- Scopo del compito
Prosegui il brano sull'Africa, le migrazioni e i presidenti al potere da decenni, riprendendo subito dopo la sua ultima frase.

- Brano fornito
▬▬▬▬▬▬
Il tema migranti, e migrazioni dall’Africa, è tutti i giorni, nella sua drammaticità e tragicità, all’ordine del giorno in Italia, soprattutto, e in Europa. Quest’ultima, secondo quanto sostiene l’Alto rappresentante per la politica estera, Federica Mogherini, ha avuto un cambio di prospettiva nei confronti dell’Africa, perché “non sarà più semplicemente un continente beneficiario di aiuti umanitari, ma un vero partner in tutti i settori: dal cambiamento climatico alla sicurezza, all’economia, all’immigrazione, oltre che, ovviamente, al sostegno umanitario”. Un cambio di prospettiva radicale, se fosse vero. Così come il Migration Compact ha avuto il merito di porre il problema dell’immigrazione in termini strategici e complessivi per la prima volta in Europa. Sabato, inoltre, a Milano ci sarà una manifestazione a favore dell’accoglienza e per un’Europa senza muri. Tutte iniziative pregevoli che, anche se semplificando un po’, possono essere tutte ridotte allo slogan, un po’ retorico, “aiutiamoli a casa loro”, cioè in Africa. Ma siamo convinti di conoscere il continente? I problemi umanitari che affliggono il continente li si conosce e se ne parla. I problemi politici, enormi, sono conosciuti ma si evita, accuratamente, di parlarne perché imbarazzerebbero non poco le cancellerie europee.
Le cifre
Solo qualche numero. Il 70 per cento della ricchezze del mondo è detenuto dal continente africano, la produzione manifatturiera equivale all’1 per cento dell’intera produzione manifatturiera del mondo. Sull’oltre miliardo di abitanti ben 621 milioni non hanno accesso alla luce elettrica. Più o meno 800 milioni di persone non hanno accesso a Internet e l’80 per cento del commercio avviene fuori dall’Africa e non, come ci si dovrebbe aspettare, tra i paesi del continente. Bene. Numeri, eloquenti. Numeri contenuti nell’ultimo rapporto del Wto. Poi ci sono i problemi politici.
I presidenti più 'longevi' del mondo
Presidenti per sempre in democrazie malate di paesi da dove provengono, spesso, i migranti. L’Africa detiene il record dei presidenti più longevi del mondo. Le Costituzioni spesso non prevedono un tetto di mandato e quando lo prevedono i “dittatori” di turno le cambiano a proprio favore. Anche qui qualche esempio.
▬▬▬▬▬▬
- Dati forniti
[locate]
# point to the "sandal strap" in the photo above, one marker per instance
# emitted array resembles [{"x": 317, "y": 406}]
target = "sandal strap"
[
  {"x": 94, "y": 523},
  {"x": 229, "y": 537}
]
▬▬▬▬▬▬
- Risultato
Il presidente del Ciad, Idriss Deby, è al quinto mandato consecutivo. Governa il paese dal 1990.
In Burundi il presidente Pierre Nkurunziza è al terzo mandato, fatto che ha scatenato la più grave crisi politica e umanitaria nel Paese con una spietata repressione degli oppositori.
In Uganda Yoweri Museveni, al quinto mandato, governa il paese dal 1986 e presidente degli Stati Uniti era Ronald Regan, Gorbaciov si cimentava con la perestroika.
Repubblica del Congo: Denis Sassou Nguesso guida con pugno di ferro il paese dal 1979 e nel 2015, non pago, ha modificato la costituzione così da poter svolgere un terzo mandato.
In Gabon la successione è dinastica: la famiglia Bongo. Omar Bongo, padre, ha governato il paese per 41 anni, alla sua morte gli è succeduto il figlio Ali. La dinastia Bongo è sopravvissuta a tutti i presidenti della Quinta Repubblica francese, da De Gaulle a Macron.
Nella Repubblica democratica del Congo il presidente Joseph Kabila continua a rimandare le elezioni, per lui sarebbe il terzo mandato, ma la Costituzione lo vieta e, intanto, il paese vive da decenni una guerra civile a bassa intensità, dopo la guerra su vasta scala del 1996 che ha provocato oltre 6 milioni di morti.
Paul Kagame, presidente del Rwanda dal 1994, ha modificato la Costituzione così da permettergli di governare il paese fino al 2034.
Tutti questi paesi sono ricchi di risorse naturali, chi più chi meno, ma tutti con buone riserve petrolifere, solo per citare l’oro nero, ma con un tasso di povertà che colpisce il 50 per cento della popolazione - in alcuni casi anche di più - che vive con meno di due dollari al giorno. Ma l’elenco è lungo. Non si può non citare l’Eritrea - molti cittadini di questo paese prendono la rotta del Mediterraneo, - dove Isaias Afewerki è il primo è unico presidente del paese, governa dal 1993, una vera e propria dittatura. Robert Mugabe è presidente dello Zimbabwe dal 1987 e lo stato spende l’80 per cento delle sue entrate per pagare gli statali, mentre il 90 per cento della popolazione non ha un’occupazione formale. Mugabe, 93 anni, ha assicurato che governerà il paese anche da cadavere: “L’opposizione – ha detto in occasione del suo compleanno – non governerà mai questo paese, né mentre sono in vita né dopo la mia morte. Giuro che il mio fantasma vi perseguiterà per sempre”. Buon per lui.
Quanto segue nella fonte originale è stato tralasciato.